抜粋本文:
それに加えて、展示会場ではおよそ13分のシアターが30分おきに上映されており、講談社の編集担当だった田中利雄氏とアシスタントだった村澤昌夫氏、池上遼一氏が水木先生について語るという内容になっていた。特に池上先生の話が面白かった。アシスタントとして採用されて初めて水木先生に挨拶をしたときに、池上先生は「君は空気の抜けたカステラみたいな声をしているな」と言われたらしい。また、水木先生の漫画の背景は、アシスタントの方が担当することが多かったらしいが、背景を点描で描くときに池上先生はものすごく眠たくなっていたそうだ。そして、それを見た水木先生は「池上君は点描をさせるとすぐに眠ろうとするから、ほかのことをやってもらおう」と。水木先生との仲よさそうなエピソードに和んだ。お三方の語る水木先生のエピソードから、水木先生のおおらかな性格が感じられて良かった。もちろん、池上先生は真面目な話もされており、鬼太郎独特の雰囲気は、背景や効果線などの直線をものさしを使わずに描き、空間をあえて作ることで生み出されていると語っていた。また、緻密な背景に対して、デフォルメの効いたキャラクターを組み合わせるという描き方は、水木先生の発明だとも言っていた。この上映会を最初に見たことで、池上先生が言っていたことを意識しながら展示品を見れたため、より一層楽しむことができた。行かれる方は、一番最初に上映会を見るのがオススメです。

 

第1章の「武良茂アートギャラリー ~少年天才画家あらわる!~」では、水木先生の少年時代の作品がたくさん展示されていた。水木先生が描いた少女漫画タッチの原画があっておもしろかった。水木先生こんなん描いてたんや。ぜんぜん知らなかったぜ。

 

第2章の「水木しげる漫画研究 ~片腕で生み出す独自の画法~」では、水木先生が描いた下書きやラフ画が展示されていたけど、水木プロダクションの当時の募集要項が一番気になった。給料に関しては、絵がうまい人5万円、下手な人は2万円と、なかなかえげつない実力主義社会。給料倍以上変わってくるやん。その他にも、「すぐやめる人はきらいです」と書かれていて、「すぐやめる人は応募しないでください」ではなく、「きらいです」と表記するあたりが、なんか水木先生らしくていいなと思った。嫌われるけど、応募はしてもよかったのかもしれない。

[ポインティングデータセットの抜粋]

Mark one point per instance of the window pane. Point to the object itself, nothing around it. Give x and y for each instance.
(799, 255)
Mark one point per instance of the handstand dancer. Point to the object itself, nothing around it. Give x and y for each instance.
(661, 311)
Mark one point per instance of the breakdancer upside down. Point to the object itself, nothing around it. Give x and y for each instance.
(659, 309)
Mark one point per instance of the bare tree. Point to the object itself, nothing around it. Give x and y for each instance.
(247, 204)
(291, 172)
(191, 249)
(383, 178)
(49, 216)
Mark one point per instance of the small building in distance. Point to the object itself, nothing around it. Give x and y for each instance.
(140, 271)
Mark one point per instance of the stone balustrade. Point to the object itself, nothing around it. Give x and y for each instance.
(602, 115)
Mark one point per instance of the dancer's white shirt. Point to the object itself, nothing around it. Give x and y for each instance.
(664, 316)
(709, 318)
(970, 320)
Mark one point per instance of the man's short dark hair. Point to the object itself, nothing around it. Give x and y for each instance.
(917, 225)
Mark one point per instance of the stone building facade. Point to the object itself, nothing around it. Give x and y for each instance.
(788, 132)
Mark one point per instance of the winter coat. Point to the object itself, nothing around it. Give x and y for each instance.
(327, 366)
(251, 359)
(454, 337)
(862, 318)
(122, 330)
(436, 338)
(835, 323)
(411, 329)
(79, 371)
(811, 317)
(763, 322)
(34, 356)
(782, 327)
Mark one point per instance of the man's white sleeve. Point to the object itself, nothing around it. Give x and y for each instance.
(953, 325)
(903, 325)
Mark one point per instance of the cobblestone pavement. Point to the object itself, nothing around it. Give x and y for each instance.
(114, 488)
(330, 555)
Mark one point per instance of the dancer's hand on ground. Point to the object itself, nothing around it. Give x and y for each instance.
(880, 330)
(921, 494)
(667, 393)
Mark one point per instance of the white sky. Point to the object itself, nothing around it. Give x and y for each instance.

演習課題:
(a) 水木しげる展の感想文のうち、「第2章の『水木しげる漫画研究」で始まる段落を、主な事実を残して箇条書きで短くまとめなさい。
(b) 水木しげる展の感想文を、最後の文の後から書き継ぎなさい。

課題別の解答:
(a)
- 第2章「水木しげる漫画研究 ~片腕で生み出す独自の画法~」では、水木先生の下書きやラフ画が展示されていた。
- いちばん気になったのは、水木プロダクションの当時の募集要項だった。
- 給料は絵がうまい人が5万円、下手な人が2万円で、倍以上の差がつく実力主義だった。
- 「すぐやめる人はきらいです」という書き方が、水木先生らしいと感じた。

(b)
 

第7章の「妖怪世界へようこそ」では、待ちに待った水木先生が描いた妖怪たちの絵が展示されていた。点描で濃淡が表現された緻密な背景から、独特のじめっとした雰囲気が醸し出されており、まさに日本の妖怪という感じがして目が離せなかった。特につらら女の絵の、つららを点描で表現しているものは圧巻であった。絵がものすごくうまいなあ。池上先生の話を聞いてたら、アシスタントの方が描いているのかもしれないけれど。

 

他にも戦争体験を描いた「総員玉砕せよ!」の原画や、この展示会で初公開の虫の絵本(未完の絵物語、これが水木先生の事実上の遺作となったようだ)など、見ごたえのあるものがたくさんあった。水木先生の描く土方歳三や安倍晴明はぜんぜんシュッとしてなくて、逆に人間味にあふれていてよかった。最近のキャラは全体的にイケメンすぎるよね。

 

また会場では、いろんなグッズが販売されており、缶バッチやTシャツ、手ぬぐいなどの展示会限定のものもあった。グッズが当たる500円くじもあり、はずれを引いてもクリアファイルと目玉おやじの絵が描かれた小さなカバンがもらえるという、なかなかにいいくじであった。自分は展示会限定のクリアファイルと、こちらは限定品ではないねずみ男の秘密が書かれたクリアファイルの二つを買った。このねずみ男のクリアファイルが面白い。ねずみ男のことをまあボロクソにこき下ろしている。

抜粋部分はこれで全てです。